=== WRITTEN TASK ===
Copy out word for word everything in the records below, from the line containing "Could you point to the calm" down to the final line of the records.

-- -- --

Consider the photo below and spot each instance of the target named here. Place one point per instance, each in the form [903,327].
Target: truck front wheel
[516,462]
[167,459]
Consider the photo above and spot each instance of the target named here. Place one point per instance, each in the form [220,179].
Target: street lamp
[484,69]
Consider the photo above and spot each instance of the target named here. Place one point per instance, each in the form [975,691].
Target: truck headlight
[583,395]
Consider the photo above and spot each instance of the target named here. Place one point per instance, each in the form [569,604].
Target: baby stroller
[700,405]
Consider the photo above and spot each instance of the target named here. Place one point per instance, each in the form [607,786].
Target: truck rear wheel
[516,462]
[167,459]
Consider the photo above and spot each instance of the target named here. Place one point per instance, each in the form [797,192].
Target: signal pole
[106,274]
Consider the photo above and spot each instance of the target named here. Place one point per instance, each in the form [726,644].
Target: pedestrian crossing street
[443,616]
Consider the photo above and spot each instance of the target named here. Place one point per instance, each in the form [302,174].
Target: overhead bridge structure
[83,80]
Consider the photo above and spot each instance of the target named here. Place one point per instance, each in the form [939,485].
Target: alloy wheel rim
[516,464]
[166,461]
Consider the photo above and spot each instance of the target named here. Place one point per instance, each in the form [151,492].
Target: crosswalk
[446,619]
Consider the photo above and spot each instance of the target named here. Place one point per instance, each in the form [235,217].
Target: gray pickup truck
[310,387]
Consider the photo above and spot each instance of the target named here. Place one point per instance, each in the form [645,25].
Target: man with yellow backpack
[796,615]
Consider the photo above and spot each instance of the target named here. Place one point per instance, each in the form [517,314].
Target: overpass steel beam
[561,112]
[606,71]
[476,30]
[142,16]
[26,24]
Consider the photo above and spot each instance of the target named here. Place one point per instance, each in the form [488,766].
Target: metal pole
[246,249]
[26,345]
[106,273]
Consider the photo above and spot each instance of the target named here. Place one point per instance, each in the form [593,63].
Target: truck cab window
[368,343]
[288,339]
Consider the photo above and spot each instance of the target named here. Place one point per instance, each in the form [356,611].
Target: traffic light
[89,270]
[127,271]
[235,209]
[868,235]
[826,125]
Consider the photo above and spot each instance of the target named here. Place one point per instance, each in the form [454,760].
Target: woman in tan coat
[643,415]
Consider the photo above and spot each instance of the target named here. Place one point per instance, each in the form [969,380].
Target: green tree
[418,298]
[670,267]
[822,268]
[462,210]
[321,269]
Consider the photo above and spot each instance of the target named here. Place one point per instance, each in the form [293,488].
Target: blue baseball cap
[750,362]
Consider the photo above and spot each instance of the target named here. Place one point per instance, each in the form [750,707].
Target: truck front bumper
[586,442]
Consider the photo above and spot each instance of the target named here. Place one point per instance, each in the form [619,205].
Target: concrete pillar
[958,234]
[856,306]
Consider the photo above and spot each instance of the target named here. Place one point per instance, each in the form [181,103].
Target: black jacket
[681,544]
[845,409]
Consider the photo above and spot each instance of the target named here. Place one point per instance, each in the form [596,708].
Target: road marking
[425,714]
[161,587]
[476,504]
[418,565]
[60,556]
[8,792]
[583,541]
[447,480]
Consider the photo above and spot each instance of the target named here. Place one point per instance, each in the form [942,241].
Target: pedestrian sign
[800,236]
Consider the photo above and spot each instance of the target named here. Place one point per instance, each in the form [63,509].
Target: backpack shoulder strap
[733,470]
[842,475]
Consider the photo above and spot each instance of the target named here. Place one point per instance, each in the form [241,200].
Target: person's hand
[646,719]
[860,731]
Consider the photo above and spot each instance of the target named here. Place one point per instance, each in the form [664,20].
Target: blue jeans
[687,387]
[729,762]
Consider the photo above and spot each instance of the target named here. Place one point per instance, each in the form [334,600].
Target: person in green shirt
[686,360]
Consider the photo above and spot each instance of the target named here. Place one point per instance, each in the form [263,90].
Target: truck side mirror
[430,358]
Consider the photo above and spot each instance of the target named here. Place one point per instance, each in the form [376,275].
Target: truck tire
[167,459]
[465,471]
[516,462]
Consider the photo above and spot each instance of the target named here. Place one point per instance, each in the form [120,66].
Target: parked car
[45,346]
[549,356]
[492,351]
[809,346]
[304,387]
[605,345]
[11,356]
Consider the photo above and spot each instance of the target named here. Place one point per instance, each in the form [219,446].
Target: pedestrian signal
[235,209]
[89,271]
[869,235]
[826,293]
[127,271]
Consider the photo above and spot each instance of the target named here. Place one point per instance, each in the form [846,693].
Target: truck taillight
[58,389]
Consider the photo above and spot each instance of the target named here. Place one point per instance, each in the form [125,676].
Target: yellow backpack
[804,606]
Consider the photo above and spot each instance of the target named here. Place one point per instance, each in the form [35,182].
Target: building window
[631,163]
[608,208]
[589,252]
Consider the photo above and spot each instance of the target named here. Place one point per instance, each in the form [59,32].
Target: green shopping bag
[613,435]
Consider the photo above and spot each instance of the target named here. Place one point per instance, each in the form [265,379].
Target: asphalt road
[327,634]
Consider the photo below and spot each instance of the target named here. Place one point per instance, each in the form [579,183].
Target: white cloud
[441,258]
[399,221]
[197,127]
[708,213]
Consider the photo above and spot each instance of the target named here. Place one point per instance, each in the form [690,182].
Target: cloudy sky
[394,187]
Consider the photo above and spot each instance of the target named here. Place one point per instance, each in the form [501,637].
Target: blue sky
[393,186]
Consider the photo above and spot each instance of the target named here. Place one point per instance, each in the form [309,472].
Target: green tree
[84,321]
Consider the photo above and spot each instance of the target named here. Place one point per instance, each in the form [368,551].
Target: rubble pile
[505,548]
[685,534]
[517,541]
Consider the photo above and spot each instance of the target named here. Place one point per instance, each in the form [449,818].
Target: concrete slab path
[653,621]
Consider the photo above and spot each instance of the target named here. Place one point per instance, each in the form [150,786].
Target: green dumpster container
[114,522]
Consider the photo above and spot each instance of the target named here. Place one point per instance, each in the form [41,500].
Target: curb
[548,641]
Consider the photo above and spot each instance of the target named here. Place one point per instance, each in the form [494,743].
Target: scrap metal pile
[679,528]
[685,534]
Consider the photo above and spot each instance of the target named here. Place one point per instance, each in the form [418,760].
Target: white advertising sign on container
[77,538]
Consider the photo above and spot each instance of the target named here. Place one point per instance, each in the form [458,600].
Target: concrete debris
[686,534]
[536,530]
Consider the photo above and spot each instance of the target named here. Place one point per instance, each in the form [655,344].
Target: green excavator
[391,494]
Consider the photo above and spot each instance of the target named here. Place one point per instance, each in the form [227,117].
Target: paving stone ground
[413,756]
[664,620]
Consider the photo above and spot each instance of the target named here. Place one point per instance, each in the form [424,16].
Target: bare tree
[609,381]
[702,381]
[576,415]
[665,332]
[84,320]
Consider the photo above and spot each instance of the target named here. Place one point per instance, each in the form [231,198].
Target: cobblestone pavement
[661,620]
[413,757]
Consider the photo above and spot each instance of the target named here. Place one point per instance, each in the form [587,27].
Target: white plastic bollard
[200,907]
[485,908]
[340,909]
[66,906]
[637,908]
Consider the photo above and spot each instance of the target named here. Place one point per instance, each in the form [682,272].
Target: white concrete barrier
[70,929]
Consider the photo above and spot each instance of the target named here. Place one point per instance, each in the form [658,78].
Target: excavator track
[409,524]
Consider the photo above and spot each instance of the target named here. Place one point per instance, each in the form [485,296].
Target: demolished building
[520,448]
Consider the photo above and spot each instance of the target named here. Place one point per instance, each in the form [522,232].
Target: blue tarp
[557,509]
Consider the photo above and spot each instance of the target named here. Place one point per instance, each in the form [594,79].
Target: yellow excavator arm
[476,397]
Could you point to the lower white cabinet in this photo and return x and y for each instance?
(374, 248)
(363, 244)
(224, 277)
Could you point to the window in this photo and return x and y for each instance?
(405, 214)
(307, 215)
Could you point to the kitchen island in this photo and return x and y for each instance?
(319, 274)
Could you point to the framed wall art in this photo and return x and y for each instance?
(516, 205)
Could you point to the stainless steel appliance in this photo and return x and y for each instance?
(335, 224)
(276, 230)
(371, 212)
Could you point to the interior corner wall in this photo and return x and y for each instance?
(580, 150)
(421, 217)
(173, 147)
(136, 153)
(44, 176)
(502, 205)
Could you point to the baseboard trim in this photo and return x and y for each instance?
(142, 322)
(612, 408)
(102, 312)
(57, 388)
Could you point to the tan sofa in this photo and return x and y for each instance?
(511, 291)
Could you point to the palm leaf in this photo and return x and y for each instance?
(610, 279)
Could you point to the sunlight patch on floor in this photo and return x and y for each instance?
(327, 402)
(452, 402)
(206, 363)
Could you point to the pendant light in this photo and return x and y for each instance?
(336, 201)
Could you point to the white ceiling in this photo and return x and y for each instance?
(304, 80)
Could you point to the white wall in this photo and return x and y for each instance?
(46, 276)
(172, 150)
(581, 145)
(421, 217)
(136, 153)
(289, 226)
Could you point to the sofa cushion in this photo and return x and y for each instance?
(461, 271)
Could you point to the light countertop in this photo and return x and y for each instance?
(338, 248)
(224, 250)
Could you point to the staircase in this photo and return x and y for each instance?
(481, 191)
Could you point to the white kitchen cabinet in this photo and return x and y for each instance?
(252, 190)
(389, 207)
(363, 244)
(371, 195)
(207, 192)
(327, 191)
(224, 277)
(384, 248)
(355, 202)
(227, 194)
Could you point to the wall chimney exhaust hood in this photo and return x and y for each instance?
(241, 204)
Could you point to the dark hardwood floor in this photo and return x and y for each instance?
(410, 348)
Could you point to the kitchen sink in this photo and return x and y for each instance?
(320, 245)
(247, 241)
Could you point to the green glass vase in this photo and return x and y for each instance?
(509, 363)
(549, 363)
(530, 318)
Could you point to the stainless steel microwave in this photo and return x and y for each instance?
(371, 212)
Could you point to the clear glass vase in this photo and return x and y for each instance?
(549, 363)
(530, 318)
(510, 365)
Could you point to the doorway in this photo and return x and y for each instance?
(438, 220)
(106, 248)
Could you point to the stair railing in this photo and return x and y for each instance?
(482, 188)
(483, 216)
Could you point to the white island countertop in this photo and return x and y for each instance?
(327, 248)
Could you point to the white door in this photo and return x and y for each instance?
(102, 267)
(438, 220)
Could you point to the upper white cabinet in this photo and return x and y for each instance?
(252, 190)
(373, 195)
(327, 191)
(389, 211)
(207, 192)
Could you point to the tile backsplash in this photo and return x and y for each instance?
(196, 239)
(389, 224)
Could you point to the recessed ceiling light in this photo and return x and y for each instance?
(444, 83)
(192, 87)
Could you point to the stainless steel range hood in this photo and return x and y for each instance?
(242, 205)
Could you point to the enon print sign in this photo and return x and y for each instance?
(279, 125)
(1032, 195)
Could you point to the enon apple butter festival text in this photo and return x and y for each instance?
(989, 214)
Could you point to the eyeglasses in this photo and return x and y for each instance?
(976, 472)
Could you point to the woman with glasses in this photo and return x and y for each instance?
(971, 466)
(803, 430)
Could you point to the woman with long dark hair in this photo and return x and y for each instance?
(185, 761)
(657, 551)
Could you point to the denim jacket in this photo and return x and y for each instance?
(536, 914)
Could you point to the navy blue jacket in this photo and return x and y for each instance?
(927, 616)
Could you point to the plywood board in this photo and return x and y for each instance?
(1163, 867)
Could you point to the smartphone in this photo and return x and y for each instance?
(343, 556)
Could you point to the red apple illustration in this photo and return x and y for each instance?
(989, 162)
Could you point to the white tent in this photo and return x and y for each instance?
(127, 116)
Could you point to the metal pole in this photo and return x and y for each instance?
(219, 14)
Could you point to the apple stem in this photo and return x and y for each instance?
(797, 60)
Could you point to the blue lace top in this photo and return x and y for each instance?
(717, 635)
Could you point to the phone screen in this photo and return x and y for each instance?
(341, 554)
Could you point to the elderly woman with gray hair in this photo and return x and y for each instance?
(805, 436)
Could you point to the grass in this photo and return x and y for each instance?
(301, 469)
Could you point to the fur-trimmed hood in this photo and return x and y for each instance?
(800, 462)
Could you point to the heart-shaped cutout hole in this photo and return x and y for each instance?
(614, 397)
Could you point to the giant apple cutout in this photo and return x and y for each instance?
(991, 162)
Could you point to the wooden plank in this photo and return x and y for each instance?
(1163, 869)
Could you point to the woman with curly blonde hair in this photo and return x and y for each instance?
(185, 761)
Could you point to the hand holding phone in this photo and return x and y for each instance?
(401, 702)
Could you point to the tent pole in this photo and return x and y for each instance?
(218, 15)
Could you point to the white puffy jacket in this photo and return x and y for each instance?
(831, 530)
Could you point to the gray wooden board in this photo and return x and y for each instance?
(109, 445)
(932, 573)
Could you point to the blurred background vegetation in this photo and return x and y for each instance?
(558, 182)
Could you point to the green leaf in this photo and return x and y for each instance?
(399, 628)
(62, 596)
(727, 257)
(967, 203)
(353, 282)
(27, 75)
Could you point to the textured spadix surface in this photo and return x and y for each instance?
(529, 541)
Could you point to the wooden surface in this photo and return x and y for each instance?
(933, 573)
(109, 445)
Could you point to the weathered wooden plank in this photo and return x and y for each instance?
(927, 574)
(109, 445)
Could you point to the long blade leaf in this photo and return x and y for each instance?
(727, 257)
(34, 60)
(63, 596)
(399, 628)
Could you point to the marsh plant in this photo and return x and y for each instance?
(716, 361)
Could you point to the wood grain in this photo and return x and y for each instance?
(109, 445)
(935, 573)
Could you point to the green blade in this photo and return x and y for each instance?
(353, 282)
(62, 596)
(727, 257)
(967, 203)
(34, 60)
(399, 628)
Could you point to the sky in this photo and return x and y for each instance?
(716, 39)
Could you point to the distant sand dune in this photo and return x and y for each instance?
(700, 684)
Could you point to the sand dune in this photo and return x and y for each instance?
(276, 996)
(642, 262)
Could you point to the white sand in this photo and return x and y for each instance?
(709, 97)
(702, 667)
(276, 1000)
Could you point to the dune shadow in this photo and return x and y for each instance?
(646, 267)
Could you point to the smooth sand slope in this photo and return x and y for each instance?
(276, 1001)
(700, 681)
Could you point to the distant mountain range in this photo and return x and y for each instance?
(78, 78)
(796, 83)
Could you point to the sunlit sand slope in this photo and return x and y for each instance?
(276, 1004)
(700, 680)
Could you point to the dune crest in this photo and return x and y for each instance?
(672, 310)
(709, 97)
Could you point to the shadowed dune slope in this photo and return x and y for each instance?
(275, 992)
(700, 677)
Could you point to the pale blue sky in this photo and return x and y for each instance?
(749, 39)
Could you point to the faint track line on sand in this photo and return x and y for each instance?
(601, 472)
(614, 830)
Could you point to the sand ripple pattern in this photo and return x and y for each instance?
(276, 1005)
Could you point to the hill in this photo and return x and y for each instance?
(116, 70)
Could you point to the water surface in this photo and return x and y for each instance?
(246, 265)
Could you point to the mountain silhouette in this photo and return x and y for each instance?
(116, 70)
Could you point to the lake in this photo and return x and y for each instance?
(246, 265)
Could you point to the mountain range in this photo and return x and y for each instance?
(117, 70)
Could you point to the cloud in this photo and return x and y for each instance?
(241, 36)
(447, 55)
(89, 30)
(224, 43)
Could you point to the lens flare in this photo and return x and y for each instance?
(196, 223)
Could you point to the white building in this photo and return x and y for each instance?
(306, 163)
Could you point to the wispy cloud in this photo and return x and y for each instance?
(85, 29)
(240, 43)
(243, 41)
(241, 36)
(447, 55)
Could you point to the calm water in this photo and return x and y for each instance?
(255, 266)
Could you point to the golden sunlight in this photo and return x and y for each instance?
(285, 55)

-- -- --

=== THE REPLY ===
Could you point to the calm water in this photo and return x and y for each instance?
(255, 266)
Could you point to the golden sunlight in this photo and return x and y for each instance?
(285, 55)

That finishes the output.